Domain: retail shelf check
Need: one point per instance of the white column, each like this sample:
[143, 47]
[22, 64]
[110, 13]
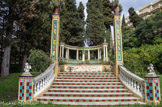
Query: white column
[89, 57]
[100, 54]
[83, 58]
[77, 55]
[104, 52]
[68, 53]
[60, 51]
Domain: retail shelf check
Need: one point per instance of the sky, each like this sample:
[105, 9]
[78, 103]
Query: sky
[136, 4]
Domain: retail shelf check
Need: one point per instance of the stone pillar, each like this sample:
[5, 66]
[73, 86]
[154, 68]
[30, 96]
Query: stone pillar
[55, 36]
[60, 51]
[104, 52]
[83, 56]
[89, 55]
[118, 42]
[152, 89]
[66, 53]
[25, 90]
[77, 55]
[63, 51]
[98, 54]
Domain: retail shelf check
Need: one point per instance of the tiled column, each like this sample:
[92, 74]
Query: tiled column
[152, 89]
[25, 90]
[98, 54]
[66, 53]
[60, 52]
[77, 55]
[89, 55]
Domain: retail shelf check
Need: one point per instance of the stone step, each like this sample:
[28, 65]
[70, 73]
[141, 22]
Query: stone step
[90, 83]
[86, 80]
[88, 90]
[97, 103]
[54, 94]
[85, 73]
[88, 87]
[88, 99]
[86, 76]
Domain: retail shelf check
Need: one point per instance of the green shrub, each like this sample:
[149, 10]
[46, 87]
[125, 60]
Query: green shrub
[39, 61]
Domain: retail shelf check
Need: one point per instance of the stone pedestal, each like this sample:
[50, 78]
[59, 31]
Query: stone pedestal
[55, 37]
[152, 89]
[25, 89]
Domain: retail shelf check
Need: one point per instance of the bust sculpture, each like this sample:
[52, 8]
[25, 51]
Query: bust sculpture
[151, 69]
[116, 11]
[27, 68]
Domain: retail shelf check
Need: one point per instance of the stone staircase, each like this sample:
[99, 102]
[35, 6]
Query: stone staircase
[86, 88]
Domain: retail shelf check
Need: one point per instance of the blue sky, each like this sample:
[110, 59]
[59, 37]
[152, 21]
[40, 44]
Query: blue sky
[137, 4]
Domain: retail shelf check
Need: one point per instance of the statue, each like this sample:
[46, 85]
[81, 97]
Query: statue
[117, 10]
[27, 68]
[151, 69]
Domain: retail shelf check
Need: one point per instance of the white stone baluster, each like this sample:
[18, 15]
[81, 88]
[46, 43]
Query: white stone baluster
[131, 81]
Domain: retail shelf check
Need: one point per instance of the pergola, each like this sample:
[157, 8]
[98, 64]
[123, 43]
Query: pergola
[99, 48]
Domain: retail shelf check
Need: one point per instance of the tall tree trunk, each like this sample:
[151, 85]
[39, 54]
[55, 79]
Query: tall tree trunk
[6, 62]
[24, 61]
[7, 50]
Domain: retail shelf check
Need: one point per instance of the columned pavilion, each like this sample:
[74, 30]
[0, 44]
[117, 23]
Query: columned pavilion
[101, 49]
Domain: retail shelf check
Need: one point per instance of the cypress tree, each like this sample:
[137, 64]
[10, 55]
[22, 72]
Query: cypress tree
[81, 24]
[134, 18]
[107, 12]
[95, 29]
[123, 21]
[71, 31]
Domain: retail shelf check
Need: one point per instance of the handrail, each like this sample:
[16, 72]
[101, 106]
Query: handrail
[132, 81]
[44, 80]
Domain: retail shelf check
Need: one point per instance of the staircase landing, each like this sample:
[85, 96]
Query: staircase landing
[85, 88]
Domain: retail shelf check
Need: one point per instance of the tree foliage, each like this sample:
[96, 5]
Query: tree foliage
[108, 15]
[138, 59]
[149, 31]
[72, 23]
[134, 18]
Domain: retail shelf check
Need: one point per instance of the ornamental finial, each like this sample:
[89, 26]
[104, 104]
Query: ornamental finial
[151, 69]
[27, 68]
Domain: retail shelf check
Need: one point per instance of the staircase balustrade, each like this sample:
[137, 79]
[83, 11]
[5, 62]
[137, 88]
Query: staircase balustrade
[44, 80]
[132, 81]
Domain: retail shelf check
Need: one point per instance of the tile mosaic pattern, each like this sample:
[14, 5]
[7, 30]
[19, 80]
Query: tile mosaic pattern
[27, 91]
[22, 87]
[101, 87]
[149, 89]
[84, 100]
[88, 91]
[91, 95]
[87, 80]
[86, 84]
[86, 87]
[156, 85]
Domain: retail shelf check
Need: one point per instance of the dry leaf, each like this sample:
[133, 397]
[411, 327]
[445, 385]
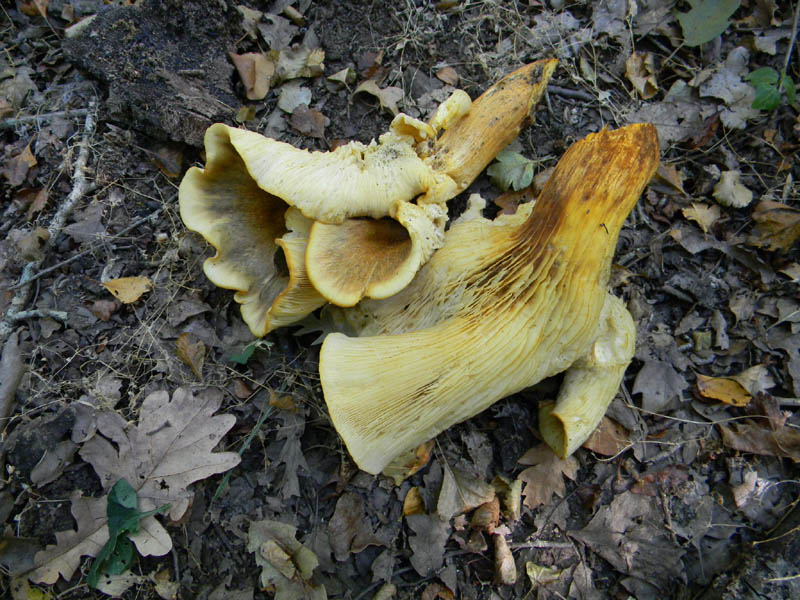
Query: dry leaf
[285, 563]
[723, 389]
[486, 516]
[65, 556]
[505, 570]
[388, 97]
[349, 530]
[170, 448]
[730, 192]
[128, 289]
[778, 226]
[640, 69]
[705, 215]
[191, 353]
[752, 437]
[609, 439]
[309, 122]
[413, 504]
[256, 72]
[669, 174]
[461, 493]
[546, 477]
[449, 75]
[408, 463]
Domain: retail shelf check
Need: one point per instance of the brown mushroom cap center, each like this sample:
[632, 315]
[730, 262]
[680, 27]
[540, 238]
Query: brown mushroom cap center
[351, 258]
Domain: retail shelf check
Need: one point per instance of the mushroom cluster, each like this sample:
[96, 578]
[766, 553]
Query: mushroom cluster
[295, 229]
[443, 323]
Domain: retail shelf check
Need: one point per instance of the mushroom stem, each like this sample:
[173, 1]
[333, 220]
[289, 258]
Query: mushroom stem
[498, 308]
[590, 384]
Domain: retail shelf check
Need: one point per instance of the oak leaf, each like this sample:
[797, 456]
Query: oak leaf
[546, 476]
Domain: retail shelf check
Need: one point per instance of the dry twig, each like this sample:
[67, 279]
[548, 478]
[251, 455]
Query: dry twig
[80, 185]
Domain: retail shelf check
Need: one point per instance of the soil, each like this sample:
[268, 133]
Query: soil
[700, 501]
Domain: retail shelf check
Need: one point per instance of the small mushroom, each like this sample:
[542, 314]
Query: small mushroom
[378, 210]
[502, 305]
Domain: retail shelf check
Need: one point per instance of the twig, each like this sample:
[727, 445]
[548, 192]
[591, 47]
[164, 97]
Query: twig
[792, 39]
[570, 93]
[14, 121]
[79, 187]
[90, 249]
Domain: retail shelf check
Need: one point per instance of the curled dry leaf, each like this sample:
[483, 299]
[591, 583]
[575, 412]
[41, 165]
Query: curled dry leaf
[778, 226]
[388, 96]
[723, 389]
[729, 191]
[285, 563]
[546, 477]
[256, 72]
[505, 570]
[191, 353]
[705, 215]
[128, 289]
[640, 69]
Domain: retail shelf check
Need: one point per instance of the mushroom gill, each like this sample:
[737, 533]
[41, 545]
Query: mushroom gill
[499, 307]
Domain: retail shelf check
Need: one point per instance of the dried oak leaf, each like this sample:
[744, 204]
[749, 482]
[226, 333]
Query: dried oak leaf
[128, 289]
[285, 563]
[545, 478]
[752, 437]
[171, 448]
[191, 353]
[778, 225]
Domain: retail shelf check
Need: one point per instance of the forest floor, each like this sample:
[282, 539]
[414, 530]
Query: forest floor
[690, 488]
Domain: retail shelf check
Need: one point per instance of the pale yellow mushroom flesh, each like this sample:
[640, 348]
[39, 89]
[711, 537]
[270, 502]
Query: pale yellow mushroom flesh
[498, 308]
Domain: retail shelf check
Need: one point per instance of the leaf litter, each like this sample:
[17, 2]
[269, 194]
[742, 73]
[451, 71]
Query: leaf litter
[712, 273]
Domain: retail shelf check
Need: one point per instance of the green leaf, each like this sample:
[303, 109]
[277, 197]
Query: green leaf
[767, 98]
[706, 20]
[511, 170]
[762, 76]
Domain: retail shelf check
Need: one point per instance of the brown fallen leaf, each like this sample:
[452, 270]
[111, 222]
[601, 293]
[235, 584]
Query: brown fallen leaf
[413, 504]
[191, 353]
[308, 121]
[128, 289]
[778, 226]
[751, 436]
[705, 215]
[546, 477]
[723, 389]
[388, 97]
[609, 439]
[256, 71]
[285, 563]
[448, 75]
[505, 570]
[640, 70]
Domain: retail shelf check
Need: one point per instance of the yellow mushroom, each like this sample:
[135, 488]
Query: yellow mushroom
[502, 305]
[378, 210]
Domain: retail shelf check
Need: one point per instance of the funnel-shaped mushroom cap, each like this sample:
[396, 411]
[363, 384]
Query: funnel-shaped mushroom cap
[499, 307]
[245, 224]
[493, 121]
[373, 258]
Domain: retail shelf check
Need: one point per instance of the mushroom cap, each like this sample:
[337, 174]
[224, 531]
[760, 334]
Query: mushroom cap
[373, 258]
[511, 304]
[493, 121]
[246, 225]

WORK TO BE COMPLETED
Extract every line of the material that contains the string "brown", treating case as significant.

RESULT BELOW
Need: one point per instance of the brown mushroom cap center, each like this sample:
Query: brown mushroom cap center
Need: one point per instance of the brown fallen leaf, each like this sample:
Query: brown fallen leaf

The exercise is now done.